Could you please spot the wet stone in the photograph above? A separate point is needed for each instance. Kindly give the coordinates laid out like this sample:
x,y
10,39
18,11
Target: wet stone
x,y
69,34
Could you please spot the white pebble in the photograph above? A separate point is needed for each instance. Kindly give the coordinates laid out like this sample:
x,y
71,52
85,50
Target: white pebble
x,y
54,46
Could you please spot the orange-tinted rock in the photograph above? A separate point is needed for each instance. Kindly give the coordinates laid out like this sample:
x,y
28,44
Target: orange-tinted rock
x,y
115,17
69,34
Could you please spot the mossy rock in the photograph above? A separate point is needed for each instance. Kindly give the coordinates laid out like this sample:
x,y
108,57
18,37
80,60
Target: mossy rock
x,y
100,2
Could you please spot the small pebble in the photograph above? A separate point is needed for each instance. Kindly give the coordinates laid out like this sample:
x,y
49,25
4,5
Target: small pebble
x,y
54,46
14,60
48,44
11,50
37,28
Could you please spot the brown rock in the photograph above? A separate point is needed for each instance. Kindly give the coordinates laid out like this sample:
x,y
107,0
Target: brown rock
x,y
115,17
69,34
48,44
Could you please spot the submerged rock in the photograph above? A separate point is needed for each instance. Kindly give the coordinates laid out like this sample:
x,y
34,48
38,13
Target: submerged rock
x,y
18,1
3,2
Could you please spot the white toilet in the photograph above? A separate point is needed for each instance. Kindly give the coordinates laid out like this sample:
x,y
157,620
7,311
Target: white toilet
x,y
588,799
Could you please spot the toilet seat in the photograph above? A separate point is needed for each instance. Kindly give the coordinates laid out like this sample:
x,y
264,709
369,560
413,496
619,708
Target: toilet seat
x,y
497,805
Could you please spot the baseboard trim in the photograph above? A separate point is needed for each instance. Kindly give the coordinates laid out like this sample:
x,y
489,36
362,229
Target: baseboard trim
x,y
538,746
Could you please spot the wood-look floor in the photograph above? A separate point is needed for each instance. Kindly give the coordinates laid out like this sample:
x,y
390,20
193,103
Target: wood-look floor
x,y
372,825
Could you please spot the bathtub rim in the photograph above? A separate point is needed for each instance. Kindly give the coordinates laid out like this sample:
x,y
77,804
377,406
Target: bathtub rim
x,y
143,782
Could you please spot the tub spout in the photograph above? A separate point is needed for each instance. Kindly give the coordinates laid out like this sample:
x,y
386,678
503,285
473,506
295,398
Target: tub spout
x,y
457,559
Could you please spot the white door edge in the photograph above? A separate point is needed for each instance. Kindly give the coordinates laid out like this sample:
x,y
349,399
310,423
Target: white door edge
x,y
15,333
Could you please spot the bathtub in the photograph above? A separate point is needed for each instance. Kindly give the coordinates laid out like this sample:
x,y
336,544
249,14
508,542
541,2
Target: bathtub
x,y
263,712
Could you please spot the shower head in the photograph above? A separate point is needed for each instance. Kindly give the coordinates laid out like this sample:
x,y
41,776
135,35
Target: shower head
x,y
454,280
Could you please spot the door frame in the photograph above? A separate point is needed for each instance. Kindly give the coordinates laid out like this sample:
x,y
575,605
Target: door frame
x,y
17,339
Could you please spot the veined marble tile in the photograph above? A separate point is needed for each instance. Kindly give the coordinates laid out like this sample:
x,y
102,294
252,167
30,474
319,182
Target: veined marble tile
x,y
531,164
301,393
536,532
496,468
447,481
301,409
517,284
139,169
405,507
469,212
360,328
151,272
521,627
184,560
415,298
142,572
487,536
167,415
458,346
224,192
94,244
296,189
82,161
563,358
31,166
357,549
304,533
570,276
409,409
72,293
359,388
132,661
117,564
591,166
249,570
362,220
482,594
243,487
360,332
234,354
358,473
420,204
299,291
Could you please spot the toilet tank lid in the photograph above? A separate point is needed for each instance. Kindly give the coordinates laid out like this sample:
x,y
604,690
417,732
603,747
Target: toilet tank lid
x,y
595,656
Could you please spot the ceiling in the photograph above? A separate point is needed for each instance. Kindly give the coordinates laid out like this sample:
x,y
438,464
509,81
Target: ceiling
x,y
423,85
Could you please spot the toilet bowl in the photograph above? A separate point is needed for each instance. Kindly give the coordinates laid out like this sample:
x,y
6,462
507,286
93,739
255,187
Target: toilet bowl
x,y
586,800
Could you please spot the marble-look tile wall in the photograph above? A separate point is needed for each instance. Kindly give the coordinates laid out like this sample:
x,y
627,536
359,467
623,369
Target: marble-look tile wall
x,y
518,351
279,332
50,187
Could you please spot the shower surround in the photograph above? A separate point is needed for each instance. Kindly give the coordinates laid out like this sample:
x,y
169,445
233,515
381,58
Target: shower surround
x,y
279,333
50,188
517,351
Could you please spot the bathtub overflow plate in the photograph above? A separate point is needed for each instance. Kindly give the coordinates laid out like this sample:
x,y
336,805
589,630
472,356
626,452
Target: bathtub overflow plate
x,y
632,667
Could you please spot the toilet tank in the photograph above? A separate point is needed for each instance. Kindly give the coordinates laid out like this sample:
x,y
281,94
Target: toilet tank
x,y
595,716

+++++

Stated exercise
Extract, verbatim, the lines from the one containing "Could you please spot the toilet tank lid" through the last line of the listing above.

Finished answer
Could you please spot the toilet tank lid in the photograph above? A separate point is needed for each instance. Kindly give the coordinates laid out like this sample:
x,y
604,690
417,732
603,747
Target: toilet tank lid
x,y
595,656
Could you please spot the ceiling in the photograph above? A separate point is needed for each instance. Kindly give the coordinates laid out like this sample:
x,y
438,464
509,81
Target: ceiling
x,y
423,85
Could you please spot the toilet bowl in the photograph above? A separate point is needed for each instance. Kindly give the coordinates laid out like this sample:
x,y
6,462
507,286
93,739
255,187
Target: toilet bowl
x,y
586,800
Could you please spot the marble-look tile wall in the photograph above? A separate point is needed for each instance. Kindly give the coordinates laid out like this sample:
x,y
627,536
359,467
623,369
Target: marble-look tile wall
x,y
518,351
279,332
50,187
Could you please spot the shower surround in the photograph above? A separate point is needed for each instance. Kindly give the coordinates laid out like this sample:
x,y
169,445
233,515
381,58
Target: shower surround
x,y
279,333
50,188
517,351
Could you please spot the bathtub overflow plate in the photograph above? A separate point is needed for each instance. Kindly give the coordinates laid out like this sample:
x,y
336,805
589,630
472,356
626,452
Target: bathtub overflow plate
x,y
632,667
Could you please spot the toilet tank in the photograph above? A separate point is needed for each instance. Kindly give the coordinates laid out like this sample:
x,y
281,94
Target: toilet tank
x,y
595,716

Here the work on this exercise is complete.